Start of Source document

# 2005 GTO diecast models



## GTOJon (Jan 25, 2005)

I thought some might be interested in this site I came across for 2005 GTO diecast models.

I especially like the interior and engine detail.

http://www.diecastmusclecars.com/05gto.htm


----------



## RiceEater (Jun 21, 2005)

Sweet! They look awesome... I'm going to get the whole set!


----------



## EEZ GOAT (Jul 9, 2005)

nice i want the red one lol


----------



## GTO JUDGE (May 14, 2005)

Man, thanks a lot GTO Jon I'm gettin' me a silver one. That will look sharp on my desk next to my 69' Carousel Red Judge.


----------



## Groucho (Sep 11, 2004)

I'll bet getting plugs small enough to fill the spoiler-delete holes is a _bitch!_


----------



## SasdawgGTO (Nov 10, 2004)

Lol I will buy one as soon as my 05' is sittin in the garage, then I can officaily join the ranks of having both badass GTO models. I will be selling my 04' Soon tho, for anyone interested. I have a bunch of pics posted, and no It will not include the In-Dash DVD player, im gonna put the stock deck back in. :cheers 
SasDawg.


----------



## huskerGTO (May 8, 2005)

They need an IBM!!!!!!!!! Those look sweet!!!


----------



## GTODEALER (Jan 7, 2005)

That's cool, is it me or do the engine compartment look like an 04.... throttle cable, coolant res. on d/s fender, cruise control module on p/s fender.... hell, maybe it's too early. :cheers


----------



## whiteboyslo (Jun 25, 2005)

nice detail. any collectors out there know of this brand? are they on par or better than AutoArt? only gripe i have is the size of the decal on the steering wheel.

Mike


----------



## b_a_betterperson (Feb 16, 2005)

Reminds me of the bazillion Hot Wheels my brother and I had in late 60's/early 70's. After a while, we outgrew them and ended pounding them flat with a hammer in the basement (saying stuff like "look out, telephone pole). 

Of course, we could now be selling them for a fortune on eBay -- along with the shoe boxes full of vintage baseball cards Mom threw out without asking us.


----------



## RiceEater (Jun 21, 2005)

b_a_betterperson said:


> Reminds me of the bazillion Hot Wheels my brother and I had in late 60's/early 70's. After a while, we outgrew them and ended pounding them flat with a hammer in the basement (saying stuff like "look out, telephone pole).

End of Source document
Start of Stored records

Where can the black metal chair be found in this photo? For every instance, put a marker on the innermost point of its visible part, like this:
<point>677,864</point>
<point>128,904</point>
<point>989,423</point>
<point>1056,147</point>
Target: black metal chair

End of Stored records

● What to work on
a) In the forum thread on 2005 GTO diecast models, transcribe the part that opens with the words containing "## SasdawgGTO (Nov" and closes with "Those look sweet!!!".
b) Answer these from the forum thread on 2005 GTO diecast models:
(i) What color model does GTO JUDGE plan to buy?
(ii) Which brand does whiteboyslo ask about comparing these models to?
(iii) What did Mom throw out, according to b_a_betterperson?
c) Resume the forum thread on 2005 GTO diecast models from the point where it ends.
The entries aren't needed for anything here.

● Answers in order
a)
## SasdawgGTO (Nov 10, 2004)

Lol I will buy one as soon as my 05' is sittin in the garage, then I can officaily join the ranks of having both badass GTO models. I will be selling my 04' Soon tho, for anyone interested. I have a bunch of pics posted, and no It will not include the In-Dash DVD player, im gonna put the stock deck back in. :cheers 
SasDawg.


----------



## huskerGTO (May 8, 2005)

They need an IBM!!!!!!!!! Those look sweet!!!

b)
(i) Silver.
(ii) AutoArt.
(iii) Shoe boxes full of vintage baseball cards.

c)
> 
> Of course, we could now be selling them for a fortune on eBay -- along with the shoe boxes full of vintage baseball cards Mom threw out without asking us.



Too bad man.. I actually still have my whole like 500 car collection of them sitting in my closet (of course I just got them as a little kid from my dad when he collected them). But anyway I'm just waiting for the price to be right to sell out on them


----------



## b_a_betterperson (Feb 16, 2005)

No sense crying over spilled milk. Actually, beating the crap out of them was pretty fun. That and blowing up our model cars with M-80s.


----------



## Groucho (Sep 11, 2004)

Autoart makes a very nice Holden Monaro CV8...


----------



## ImpulseGTO (Jun 24, 2005)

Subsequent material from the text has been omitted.